Work to be completed ▸ Write each record again exactly as it stands.

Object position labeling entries
--*--

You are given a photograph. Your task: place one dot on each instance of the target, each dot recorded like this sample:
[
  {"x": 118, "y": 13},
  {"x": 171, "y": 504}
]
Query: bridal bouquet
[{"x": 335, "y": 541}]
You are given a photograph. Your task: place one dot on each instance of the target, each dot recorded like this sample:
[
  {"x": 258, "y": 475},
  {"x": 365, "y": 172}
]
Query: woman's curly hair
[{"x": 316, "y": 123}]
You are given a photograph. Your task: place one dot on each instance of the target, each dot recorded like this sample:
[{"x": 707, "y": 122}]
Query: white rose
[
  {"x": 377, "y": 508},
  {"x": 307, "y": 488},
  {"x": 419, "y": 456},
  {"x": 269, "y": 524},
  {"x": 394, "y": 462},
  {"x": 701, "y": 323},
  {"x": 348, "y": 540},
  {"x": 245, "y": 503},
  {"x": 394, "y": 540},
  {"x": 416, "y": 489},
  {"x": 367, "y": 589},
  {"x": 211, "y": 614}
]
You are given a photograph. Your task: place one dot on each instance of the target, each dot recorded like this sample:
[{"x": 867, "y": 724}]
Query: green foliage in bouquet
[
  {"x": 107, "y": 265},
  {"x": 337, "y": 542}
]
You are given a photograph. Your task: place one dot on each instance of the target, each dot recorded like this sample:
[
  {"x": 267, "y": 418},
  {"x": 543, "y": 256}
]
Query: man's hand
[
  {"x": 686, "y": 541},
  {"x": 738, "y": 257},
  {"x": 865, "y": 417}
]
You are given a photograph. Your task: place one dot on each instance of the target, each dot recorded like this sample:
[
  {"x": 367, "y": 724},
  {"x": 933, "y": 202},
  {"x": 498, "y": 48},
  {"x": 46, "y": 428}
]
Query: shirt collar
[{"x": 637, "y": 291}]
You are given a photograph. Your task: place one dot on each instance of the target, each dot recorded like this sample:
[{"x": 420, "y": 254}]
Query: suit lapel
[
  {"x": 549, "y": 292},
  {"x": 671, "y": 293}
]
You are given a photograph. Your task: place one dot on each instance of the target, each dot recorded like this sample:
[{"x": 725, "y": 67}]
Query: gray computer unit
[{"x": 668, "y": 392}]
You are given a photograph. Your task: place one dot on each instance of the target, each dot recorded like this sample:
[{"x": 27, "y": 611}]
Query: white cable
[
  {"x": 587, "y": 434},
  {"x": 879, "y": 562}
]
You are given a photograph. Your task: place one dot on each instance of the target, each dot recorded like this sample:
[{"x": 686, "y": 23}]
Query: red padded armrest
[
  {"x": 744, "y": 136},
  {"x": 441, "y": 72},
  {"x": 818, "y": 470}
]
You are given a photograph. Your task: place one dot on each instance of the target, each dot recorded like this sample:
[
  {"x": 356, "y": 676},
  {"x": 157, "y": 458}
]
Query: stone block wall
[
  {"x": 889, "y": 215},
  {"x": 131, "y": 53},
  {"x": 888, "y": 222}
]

--*--

Full solution ▸
You are given a photograph. Your task: place one dot on each instance of the target, each dot recorded like this sample:
[
  {"x": 118, "y": 13},
  {"x": 171, "y": 504}
]
Query: bridal bouquet
[{"x": 335, "y": 541}]
You are given a photograph. Your task: place one dot on each instance of the target, each dot recorded like this sample:
[
  {"x": 258, "y": 475},
  {"x": 365, "y": 172}
]
Query: woman's curly hair
[{"x": 316, "y": 123}]
You are given a photograph. Your task: place one dot on each instance of the target, each dot recorded like this sample:
[{"x": 707, "y": 122}]
Query: white rose
[
  {"x": 377, "y": 508},
  {"x": 307, "y": 488},
  {"x": 419, "y": 456},
  {"x": 269, "y": 524},
  {"x": 394, "y": 462},
  {"x": 701, "y": 323},
  {"x": 348, "y": 540},
  {"x": 245, "y": 503},
  {"x": 394, "y": 540},
  {"x": 416, "y": 489},
  {"x": 367, "y": 589},
  {"x": 211, "y": 614}
]
You are given a photograph. Your task: place one dot on each instance of the target, each dot recorded like this sample:
[{"x": 867, "y": 724}]
Query: green foliage in bouquet
[
  {"x": 107, "y": 265},
  {"x": 337, "y": 542}
]
You are given a photograph. Your task: place one dot on each instance of the target, each dot recorded like this sample:
[
  {"x": 267, "y": 418},
  {"x": 543, "y": 256}
]
Query: man's hand
[
  {"x": 686, "y": 541},
  {"x": 738, "y": 257},
  {"x": 865, "y": 417}
]
You are given a photograph. Your task: place one dot on each instance of the target, each dot recorded like this sample:
[
  {"x": 367, "y": 724},
  {"x": 933, "y": 202},
  {"x": 498, "y": 48},
  {"x": 46, "y": 428}
]
Query: shirt collar
[{"x": 637, "y": 291}]
You are given a photograph. Your task: place one dot on each instance of the target, each dot recorded like this sample:
[{"x": 420, "y": 254}]
Query: suit lapel
[
  {"x": 549, "y": 292},
  {"x": 671, "y": 293}
]
You are given a photograph. Your task: place one dot on each instance of the target, each dot recorded like this sample:
[{"x": 725, "y": 67}]
Query: gray computer unit
[{"x": 668, "y": 392}]
You are given a photograph. Your task: place one dot on each instance of the target, each dot recorded like this sample:
[{"x": 27, "y": 611}]
Query: white cable
[
  {"x": 587, "y": 434},
  {"x": 879, "y": 562}
]
You are given a photograph. Your task: place one dot on each instance of the target, each dot recorded like this sample:
[{"x": 686, "y": 23}]
Query: red padded armrest
[
  {"x": 744, "y": 136},
  {"x": 441, "y": 72},
  {"x": 818, "y": 470}
]
You are given a photograph. Your task: place one dot on each instance of the target, each dot recorded like this sample:
[
  {"x": 356, "y": 676},
  {"x": 157, "y": 458}
]
Query: stone block wall
[
  {"x": 889, "y": 215},
  {"x": 131, "y": 53},
  {"x": 888, "y": 222}
]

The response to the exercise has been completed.